Rewrite the lines starting at the one containing "One point per instance, written like point(859, 380)" and ending at the one containing "point(612, 467)", swapping "could you provide" for "can you give" and leaving everything else as it is.

--------------------

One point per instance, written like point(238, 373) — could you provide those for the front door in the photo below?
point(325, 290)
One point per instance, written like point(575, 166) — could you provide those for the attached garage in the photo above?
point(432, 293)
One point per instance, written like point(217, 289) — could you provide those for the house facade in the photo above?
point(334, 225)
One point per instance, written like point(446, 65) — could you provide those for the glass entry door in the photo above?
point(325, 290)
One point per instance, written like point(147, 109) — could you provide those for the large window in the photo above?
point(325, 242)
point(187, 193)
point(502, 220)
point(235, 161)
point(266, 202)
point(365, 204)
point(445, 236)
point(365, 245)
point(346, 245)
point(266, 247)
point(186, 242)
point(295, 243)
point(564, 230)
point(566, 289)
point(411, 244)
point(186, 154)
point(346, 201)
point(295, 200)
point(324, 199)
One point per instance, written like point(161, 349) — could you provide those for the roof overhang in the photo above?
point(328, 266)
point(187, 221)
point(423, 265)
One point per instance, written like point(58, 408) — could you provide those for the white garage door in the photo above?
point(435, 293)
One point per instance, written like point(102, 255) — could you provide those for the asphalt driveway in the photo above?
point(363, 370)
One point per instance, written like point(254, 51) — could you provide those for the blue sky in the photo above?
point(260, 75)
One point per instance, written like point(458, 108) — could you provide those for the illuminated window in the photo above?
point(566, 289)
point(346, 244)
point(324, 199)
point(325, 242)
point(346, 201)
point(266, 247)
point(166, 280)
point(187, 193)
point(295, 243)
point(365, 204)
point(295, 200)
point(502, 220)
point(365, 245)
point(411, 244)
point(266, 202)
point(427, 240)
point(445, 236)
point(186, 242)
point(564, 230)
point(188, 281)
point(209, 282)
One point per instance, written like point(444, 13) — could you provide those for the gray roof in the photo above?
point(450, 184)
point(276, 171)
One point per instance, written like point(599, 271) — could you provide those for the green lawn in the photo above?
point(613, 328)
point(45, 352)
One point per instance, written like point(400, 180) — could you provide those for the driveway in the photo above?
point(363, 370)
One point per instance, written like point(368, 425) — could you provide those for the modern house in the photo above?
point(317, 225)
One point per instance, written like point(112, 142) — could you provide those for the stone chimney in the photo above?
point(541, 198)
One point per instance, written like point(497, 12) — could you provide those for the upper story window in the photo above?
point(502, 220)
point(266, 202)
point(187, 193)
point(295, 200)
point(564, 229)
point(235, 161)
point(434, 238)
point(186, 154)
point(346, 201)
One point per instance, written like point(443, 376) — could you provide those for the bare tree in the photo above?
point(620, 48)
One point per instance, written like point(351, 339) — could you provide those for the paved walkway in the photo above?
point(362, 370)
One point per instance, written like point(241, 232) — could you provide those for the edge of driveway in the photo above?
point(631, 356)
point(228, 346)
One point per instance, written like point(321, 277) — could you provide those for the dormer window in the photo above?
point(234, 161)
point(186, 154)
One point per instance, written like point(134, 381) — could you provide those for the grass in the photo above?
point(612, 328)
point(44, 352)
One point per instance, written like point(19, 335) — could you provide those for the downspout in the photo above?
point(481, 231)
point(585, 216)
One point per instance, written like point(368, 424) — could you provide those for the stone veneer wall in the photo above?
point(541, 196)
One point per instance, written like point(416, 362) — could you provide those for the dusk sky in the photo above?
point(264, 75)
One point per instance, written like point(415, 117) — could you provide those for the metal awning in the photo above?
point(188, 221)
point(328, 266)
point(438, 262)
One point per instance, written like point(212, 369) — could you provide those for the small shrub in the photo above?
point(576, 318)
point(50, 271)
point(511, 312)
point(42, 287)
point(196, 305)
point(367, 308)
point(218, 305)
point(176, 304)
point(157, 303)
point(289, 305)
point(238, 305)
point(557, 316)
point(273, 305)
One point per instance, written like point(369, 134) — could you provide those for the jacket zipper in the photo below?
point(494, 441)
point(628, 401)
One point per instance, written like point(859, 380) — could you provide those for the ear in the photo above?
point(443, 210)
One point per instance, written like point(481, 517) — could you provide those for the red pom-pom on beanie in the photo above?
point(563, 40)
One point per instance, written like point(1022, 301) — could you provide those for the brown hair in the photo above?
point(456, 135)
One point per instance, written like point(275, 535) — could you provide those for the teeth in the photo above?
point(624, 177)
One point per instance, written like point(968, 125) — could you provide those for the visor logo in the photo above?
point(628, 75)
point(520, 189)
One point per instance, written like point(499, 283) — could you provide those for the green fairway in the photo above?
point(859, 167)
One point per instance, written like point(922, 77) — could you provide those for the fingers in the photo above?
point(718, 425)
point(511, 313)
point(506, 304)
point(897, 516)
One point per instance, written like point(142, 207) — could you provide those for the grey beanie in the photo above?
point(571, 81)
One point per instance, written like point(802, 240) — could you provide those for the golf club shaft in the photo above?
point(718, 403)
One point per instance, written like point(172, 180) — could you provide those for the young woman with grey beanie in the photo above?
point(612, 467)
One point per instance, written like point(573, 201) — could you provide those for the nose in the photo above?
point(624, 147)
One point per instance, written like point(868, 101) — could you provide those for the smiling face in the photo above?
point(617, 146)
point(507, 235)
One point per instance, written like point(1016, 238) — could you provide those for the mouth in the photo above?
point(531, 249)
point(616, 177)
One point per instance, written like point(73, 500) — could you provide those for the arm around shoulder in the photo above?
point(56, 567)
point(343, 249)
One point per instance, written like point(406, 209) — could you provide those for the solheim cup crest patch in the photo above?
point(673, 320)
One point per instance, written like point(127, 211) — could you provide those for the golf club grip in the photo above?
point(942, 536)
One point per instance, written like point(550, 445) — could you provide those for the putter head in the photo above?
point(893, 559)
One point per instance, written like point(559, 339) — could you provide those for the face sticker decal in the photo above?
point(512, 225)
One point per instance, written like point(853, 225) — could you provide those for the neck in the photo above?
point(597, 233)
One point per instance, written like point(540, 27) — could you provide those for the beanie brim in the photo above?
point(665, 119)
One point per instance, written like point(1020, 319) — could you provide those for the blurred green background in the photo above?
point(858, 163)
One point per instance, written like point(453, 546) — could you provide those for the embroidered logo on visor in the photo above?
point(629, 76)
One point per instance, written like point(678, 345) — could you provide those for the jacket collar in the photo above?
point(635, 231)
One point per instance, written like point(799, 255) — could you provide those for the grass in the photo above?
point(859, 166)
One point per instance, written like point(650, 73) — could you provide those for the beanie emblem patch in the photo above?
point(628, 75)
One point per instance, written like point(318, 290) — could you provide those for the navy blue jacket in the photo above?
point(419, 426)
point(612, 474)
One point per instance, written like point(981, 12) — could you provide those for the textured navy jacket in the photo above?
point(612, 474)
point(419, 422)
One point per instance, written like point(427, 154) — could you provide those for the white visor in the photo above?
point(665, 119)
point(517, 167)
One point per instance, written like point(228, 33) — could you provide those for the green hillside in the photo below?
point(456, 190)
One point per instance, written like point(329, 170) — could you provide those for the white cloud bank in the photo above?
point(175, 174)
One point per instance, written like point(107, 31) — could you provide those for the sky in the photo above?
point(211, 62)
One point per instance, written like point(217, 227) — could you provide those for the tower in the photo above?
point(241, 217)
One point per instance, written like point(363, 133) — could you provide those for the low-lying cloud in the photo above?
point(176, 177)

--------------------

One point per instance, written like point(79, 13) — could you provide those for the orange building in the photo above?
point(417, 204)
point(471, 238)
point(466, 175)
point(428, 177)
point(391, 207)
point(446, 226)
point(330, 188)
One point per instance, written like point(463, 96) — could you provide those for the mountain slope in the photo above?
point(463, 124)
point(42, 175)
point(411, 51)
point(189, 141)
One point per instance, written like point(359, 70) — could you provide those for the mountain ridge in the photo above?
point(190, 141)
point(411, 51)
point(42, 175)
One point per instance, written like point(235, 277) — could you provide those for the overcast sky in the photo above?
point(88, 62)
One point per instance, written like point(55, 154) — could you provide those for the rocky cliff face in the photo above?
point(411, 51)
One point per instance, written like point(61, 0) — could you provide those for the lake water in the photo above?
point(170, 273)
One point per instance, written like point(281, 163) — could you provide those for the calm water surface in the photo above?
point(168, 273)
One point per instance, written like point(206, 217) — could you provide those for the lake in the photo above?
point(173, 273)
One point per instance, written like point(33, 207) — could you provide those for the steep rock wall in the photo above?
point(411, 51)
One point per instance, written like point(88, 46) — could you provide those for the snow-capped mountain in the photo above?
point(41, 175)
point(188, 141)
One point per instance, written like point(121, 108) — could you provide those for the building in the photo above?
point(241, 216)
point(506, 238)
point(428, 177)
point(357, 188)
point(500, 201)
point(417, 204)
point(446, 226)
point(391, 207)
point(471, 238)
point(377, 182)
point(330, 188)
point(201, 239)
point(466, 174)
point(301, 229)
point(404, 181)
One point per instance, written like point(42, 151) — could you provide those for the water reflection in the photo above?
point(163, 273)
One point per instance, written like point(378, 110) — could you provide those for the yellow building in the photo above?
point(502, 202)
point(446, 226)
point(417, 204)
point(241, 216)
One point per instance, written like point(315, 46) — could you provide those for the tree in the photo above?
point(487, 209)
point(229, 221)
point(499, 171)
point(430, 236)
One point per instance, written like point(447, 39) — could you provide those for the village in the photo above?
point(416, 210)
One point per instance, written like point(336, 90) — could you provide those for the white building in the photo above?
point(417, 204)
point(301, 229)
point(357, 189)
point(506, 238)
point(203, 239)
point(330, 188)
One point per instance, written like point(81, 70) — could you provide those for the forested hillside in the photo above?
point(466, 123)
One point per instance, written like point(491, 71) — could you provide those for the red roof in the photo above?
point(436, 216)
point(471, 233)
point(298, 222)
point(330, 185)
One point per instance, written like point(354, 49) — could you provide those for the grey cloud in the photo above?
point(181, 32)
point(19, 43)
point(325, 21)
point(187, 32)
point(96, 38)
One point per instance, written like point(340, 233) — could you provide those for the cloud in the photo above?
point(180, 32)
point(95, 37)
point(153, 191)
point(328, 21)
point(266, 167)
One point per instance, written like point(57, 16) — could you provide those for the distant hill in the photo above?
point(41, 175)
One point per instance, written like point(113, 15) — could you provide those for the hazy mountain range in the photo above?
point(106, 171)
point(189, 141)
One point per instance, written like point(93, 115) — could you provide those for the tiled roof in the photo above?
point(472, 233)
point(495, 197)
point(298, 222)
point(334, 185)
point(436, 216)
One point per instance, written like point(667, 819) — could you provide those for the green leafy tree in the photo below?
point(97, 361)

--------------------

## ANSWER
One point per instance, written like point(859, 380) — can you give those for the ear in the photo above?
point(443, 210)
One point per instance, written like point(481, 517) — can you give those for the red pom-pom on beanie in the photo above?
point(563, 40)
One point per instance, written like point(1022, 301) — can you give those for the brown hair in the photo above?
point(456, 135)
One point per instance, written like point(275, 535) — can you give those for the teeth in the photo above?
point(624, 177)
One point per instance, written like point(968, 125) — can you give those for the visor logo in the photo above?
point(628, 75)
point(520, 189)
One point per instance, written like point(499, 283) — can you give those for the green fairway in the photo above?
point(859, 167)
One point per instance, written like point(922, 77) — can you give those for the fingers in the photo above?
point(718, 425)
point(511, 313)
point(506, 304)
point(897, 516)
One point per instance, written like point(142, 207) — can you give those for the grey beanie in the photo above?
point(571, 81)
One point per instance, written like point(802, 240) — can you give those for the golf club shaft in the photo above?
point(718, 403)
One point per instance, written like point(172, 180) — can you give those for the young woman with grey beanie in the photo above?
point(612, 467)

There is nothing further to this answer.